EXERCISE DESCRIPTION
Print out the entries from the line containing "Target: city skyline" through the last line, exactly, and print nothing else. Pictures are not copied.

SOURCE DATA
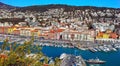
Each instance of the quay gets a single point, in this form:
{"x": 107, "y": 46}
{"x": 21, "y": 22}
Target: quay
{"x": 94, "y": 46}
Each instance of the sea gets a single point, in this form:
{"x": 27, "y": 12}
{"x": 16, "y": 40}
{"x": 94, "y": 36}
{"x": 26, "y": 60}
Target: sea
{"x": 112, "y": 58}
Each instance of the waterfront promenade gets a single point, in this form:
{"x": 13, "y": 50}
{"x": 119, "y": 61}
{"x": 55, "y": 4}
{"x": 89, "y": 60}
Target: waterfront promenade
{"x": 59, "y": 43}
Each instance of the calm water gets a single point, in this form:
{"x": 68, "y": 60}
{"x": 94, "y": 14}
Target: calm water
{"x": 112, "y": 58}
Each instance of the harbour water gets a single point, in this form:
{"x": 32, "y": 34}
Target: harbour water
{"x": 112, "y": 58}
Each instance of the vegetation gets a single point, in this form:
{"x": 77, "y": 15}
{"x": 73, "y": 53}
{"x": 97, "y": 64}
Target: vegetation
{"x": 17, "y": 55}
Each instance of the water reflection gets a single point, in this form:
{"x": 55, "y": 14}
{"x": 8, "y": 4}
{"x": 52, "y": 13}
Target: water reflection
{"x": 94, "y": 64}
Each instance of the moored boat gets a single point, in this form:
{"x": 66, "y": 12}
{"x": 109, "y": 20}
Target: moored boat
{"x": 95, "y": 61}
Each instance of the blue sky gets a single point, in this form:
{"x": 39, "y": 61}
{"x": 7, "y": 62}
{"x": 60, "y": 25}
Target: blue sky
{"x": 99, "y": 3}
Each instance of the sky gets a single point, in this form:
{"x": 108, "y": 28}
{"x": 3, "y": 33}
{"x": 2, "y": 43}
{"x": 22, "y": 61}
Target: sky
{"x": 98, "y": 3}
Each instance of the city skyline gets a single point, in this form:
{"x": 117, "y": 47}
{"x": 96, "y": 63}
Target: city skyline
{"x": 98, "y": 3}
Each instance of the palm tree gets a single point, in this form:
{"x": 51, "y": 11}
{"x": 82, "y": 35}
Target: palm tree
{"x": 57, "y": 61}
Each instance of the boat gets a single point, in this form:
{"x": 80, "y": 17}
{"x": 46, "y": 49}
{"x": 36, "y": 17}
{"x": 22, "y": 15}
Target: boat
{"x": 95, "y": 61}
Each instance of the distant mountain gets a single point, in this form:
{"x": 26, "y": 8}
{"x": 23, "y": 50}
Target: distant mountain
{"x": 5, "y": 6}
{"x": 43, "y": 8}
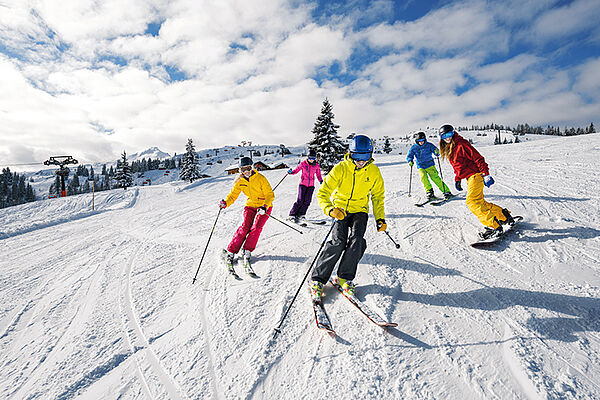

EXERCISE SOLUTION
Target: city skyline
{"x": 98, "y": 3}
Each instance of the palm tree gets a single point, in this form:
{"x": 51, "y": 11}
{"x": 82, "y": 35}
Target: palm tree
{"x": 57, "y": 61}
Each instance of the boat gets a single point, in this form:
{"x": 80, "y": 17}
{"x": 46, "y": 49}
{"x": 36, "y": 17}
{"x": 22, "y": 15}
Target: boat
{"x": 95, "y": 61}
Each instance of the distant mountain gets a single point, in this form:
{"x": 26, "y": 8}
{"x": 23, "y": 50}
Target: distant mountain
{"x": 5, "y": 6}
{"x": 43, "y": 8}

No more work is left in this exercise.